Page extract =
Logitech International (NASDAQ:LOGI) has struggled on the stock market so far this year thanks to the broader decline in tech stocks, but this is an opportunity for savvy investors looking to add a fast-growing computer peripherals manufacturer to their portfolio.
Logitech stock has given up almost all of the impressive gains it clocked in the early part of the year, but it could reverse course sooner than later and regain its mojo. That's because Logitech is sitting on solid catalysts that helped the company recently upgrade its fiscal 2021 guidance and also issue a better-than-expected forecast for fiscal 2022. Let's take a look.
Logitech's upgraded guidance points toward better times ahead
Logitech's upgraded fiscal 2021 guidance (which ends on March 31) calls for revenue growth of 63% in constant currency terms over the prior year. Earlier, the company was expecting top-line growth of 57% to 60% this fiscal year. Logitech has also bumped up its non-GAAP operating income forecast to $1.1 billion for the full year, from $1.05 billion earlier.
Logitech investors can thank the sharp spike in demand for video gaming gear, remote work hardware, and video collaboration tools in the wake of the novel coronavirus pandemic for such strong growth. The company's outlook, however, suggests that there will be a notable drop in the company's growth this fiscal year as the pandemic-related tailwinds subside.
Logitech expects revenue to remain flat year over year in fiscal 2022, which begins next month. While that's a bummer and may put off growth-oriented investors who saw their Logitech investment double in 2020, it is worth noting that the guidance is better than Wall Street's expectations. Analysts were originally expecting Logitech's revenue to contract by 2% in fiscal 2022.
What's more, Logitech also laid out an impressive long-term forecast that calls for constant currency sales growth between 8% and 10% as compared to its prior expectation of high single-digit growth. The company has also hiked its long-term non-GAAP gross margin target to a range of 39% to 44% from its prior forecast of 36% to 40%. The non-GAAP operating margin is now expected to fall between 14% and 17% as compared to the earlier range of 11% to 14%.

Records supplied =
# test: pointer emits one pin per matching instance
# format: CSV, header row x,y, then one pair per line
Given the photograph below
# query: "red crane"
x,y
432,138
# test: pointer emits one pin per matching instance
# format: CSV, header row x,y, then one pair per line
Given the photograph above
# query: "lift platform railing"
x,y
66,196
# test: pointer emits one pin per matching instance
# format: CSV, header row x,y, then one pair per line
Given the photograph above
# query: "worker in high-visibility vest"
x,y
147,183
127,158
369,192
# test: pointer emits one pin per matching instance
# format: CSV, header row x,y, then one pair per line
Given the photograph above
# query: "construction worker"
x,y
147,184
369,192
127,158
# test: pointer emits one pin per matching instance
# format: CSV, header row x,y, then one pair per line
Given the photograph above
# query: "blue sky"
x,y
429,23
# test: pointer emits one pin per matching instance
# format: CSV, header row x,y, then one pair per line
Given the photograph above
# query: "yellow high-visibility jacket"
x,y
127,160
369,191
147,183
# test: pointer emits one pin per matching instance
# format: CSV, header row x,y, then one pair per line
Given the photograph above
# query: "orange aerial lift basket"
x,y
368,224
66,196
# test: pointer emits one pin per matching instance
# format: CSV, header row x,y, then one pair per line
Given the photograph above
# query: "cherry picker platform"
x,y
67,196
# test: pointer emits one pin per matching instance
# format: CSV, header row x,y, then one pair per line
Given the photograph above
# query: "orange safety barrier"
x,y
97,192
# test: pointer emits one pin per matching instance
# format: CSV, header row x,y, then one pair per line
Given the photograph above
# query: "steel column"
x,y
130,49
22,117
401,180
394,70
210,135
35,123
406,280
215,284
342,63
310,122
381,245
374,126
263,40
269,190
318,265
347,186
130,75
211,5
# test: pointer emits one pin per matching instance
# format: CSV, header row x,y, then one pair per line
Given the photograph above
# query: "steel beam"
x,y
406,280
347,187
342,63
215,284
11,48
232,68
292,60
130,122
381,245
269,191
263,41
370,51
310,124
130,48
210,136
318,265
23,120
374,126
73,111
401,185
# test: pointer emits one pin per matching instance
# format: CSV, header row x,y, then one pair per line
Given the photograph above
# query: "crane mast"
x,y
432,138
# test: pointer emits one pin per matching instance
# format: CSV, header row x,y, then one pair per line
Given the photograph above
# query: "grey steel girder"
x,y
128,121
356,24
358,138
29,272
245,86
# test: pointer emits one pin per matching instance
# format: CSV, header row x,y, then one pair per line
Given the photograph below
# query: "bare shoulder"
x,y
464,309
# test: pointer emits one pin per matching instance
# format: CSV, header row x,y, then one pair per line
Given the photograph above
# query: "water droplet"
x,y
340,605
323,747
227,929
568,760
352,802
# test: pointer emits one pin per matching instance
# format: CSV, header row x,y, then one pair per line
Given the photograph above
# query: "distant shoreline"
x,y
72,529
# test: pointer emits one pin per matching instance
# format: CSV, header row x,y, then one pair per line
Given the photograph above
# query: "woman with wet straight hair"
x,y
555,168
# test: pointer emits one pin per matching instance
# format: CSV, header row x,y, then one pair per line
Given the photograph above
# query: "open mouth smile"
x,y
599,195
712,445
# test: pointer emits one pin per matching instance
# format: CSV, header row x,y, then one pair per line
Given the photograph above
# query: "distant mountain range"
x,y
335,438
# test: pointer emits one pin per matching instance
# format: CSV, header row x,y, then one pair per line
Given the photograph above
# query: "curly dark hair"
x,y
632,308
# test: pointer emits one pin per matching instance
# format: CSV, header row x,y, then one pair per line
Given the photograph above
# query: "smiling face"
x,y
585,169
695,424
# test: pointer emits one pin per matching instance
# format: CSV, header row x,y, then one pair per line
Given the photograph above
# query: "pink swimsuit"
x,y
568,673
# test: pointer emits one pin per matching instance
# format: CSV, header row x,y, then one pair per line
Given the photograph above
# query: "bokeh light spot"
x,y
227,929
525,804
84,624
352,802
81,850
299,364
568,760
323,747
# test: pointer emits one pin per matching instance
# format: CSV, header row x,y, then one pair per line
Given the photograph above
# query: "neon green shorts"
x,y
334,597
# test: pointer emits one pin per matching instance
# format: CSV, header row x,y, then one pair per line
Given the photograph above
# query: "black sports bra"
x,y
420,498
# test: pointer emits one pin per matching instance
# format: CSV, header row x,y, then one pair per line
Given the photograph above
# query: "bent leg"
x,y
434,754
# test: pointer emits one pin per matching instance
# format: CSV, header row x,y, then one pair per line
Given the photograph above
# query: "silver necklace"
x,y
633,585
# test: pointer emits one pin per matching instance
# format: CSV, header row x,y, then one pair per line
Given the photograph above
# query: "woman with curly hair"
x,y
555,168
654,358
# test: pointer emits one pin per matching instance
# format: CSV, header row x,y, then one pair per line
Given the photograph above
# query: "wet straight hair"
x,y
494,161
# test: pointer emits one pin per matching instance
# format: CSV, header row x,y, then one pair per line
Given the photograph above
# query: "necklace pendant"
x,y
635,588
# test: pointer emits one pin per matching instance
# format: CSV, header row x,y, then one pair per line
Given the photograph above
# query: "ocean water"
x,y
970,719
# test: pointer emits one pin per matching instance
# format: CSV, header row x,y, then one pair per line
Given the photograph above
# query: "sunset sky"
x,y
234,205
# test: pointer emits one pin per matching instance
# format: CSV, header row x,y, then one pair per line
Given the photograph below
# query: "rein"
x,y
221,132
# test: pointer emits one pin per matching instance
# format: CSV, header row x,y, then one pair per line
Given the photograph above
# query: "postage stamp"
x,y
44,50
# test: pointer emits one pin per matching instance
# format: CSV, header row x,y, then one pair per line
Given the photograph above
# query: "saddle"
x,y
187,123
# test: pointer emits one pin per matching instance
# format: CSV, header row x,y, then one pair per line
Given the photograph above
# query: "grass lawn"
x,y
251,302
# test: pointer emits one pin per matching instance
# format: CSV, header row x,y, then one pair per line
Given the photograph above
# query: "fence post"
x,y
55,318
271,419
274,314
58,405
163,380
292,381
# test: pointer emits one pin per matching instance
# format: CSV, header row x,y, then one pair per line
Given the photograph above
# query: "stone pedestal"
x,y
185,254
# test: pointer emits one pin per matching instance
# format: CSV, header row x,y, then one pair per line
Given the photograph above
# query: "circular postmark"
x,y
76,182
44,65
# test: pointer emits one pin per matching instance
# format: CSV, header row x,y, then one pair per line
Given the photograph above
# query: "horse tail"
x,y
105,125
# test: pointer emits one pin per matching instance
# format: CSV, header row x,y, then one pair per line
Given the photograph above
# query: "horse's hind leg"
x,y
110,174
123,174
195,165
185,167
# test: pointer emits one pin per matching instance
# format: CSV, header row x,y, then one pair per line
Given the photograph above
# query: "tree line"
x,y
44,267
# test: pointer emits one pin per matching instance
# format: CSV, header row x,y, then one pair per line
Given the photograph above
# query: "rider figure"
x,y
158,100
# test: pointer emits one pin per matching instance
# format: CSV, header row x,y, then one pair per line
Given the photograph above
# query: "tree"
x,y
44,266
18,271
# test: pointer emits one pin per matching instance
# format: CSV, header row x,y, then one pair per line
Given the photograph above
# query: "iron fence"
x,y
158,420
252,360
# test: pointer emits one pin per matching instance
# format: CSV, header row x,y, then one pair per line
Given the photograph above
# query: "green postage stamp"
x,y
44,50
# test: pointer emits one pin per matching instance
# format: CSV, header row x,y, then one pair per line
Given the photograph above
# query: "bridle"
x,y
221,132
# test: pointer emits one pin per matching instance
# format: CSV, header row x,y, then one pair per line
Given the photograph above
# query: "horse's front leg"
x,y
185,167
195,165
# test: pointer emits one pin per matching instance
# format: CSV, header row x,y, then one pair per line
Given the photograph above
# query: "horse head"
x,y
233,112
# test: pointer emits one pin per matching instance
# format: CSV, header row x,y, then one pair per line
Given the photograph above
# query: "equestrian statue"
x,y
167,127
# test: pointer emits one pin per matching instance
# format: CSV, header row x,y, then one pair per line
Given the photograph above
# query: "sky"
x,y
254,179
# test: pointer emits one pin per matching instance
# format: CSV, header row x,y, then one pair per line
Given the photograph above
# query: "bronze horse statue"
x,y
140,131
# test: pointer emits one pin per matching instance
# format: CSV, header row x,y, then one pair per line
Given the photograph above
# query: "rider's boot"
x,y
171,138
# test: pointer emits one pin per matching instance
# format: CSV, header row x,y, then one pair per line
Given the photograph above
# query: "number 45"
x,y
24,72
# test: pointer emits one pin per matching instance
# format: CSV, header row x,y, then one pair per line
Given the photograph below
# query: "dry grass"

Prompt 1 =
Which percentage ranges appear in the Logitech article? List each one.
Prompt 2 =
Can you carry on the Logitech article from its final sentence?
The items come from a different source than the Logitech article.

Expected output 1 =
57% to 60%
8% to 10%
39% to 44%
36% to 40%
14% to 17%
11% to 14%

Expected output 2 =
The improved long-term guidance suggests that Logitech can keep getting better in a post-pandemic world. That won't be surprising as the products and solutions that Logitech deals in are expected to remain in high demand. For instance, gaming PC (personal computer) shipments can jump 25% by 2024 to 62 million units, according to a third-party estimate.
This should ideally lead to a jump in sales of gaming-related peripherals such as mice, keyboards, and other items, which bodes well for Logitech as gaming is the biggest revenue generator for the company. The gaming category supplied 26% of Logitech's total revenue last quarter, and the future of this business seems bright thanks to the increased interest in gaming in a post-COVID world.
Similarly, the market for video collaboration tools is also going to get bigger in the future thanks to an increase in remote work. Global Market Insights expects the video conferencing market to grow at an annual pace of 19% through 2026 and exceed $50 billion in revenue at the end of the forecast period. This should be another tailwind for Logitech as it gets close to 18% of its total revenue from this segment.
Why you should be buying
Logitech stock is trading at just 18.3 times trailing earnings, well below the company's five-year average price-to-earnings (P/E) multiple of nearly 27. Buying Logitech stock at this valuation would make a lot of sense right now given the company's potential for delivering strong earnings growth in the long run, as its recently updated guidance suggests.
Analysts expect Logitech's earnings to grow at more than 30% a year for the next five years, exceeding the pace it has clocked in the past five years. Logitech looks capable of delivering on this front given the potential margin expansion in the cards, making it a value stock that one could buy right now thanks to the recent sell-off.